**Problems to work on:**
1. List every geographic location named in the passage on RCRA.
2. Proceed with the passage on RCRA, picking up right after its final sentence.

Start of Reading passage

The typical RCRA case has involved activities like dumping toxic pollutants that leak into water supplies, and other activity that threatens human health or the environment. But RCRA is broader than that. Public Justice recently won a major case where factory farms, which were dumping millions of gallons of manure in a way that threatened a community’s groundwater, were found to be in violation of RCRA. That victory led to three huge factory dairies in Washington state cleaning up their operations and greatly reducing pollution. We are also doing a case where toxic fumes from waste tanks at Washington state’s Hanford nuclear site are poisoning workers. So while we are looking for a precedent-setting, groundbreaking (especially in this scenario) court decision finding that the handling of solid wastes is increasing the number and severity of earthquakes, our claims clearly fit the language of the statute (the injection of millions of gallons of waste water from fracking at high pressure in Oklahoma is causing an imminent and substantial endangerment to health and the environment), and its purpose.

End of Reading passage
Start of Dataset section

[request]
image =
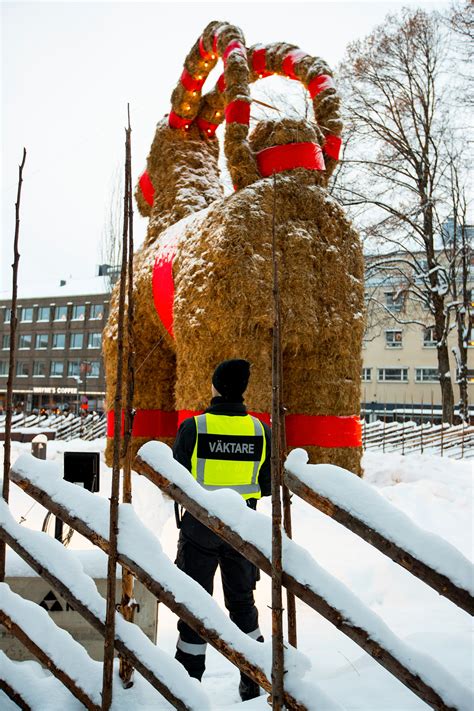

End of Dataset section

**Task answers:**
1.
- Washington state
- Hanford nuclear site
- Oklahoma

2.
There have already been some serious local impacts from the dramatic surge in earthquakes. At least 16 houses have been destroyed, a university had an historic spire collapse on an old building, and one woman was injured while watching TV in her home when her fireplace fell during an earthquake. But it sure looks like far worse things are coming, if this pollution continues. The number of earthquakes of magnitude-3 or greater has soared by more than 300% since 2009. There have been a couple of earthquakes greater than magnitude-5 already, and studies show that an enormous increase in 5s and 6s are very likely, and that 7s are likely to begin appearing soon, too.
What does this mean? Well, the scale to classify earthquakes is logarithmic, meaning that a magnitude-4 quake is 10 times more powerful than a magnitude 3. A magnitude-5 quake is 100 times more powerful than a magnitude-3. If Oklahoma starts to see a number of 6s or 7s, it is likely to result in a lot of death and massive property damage.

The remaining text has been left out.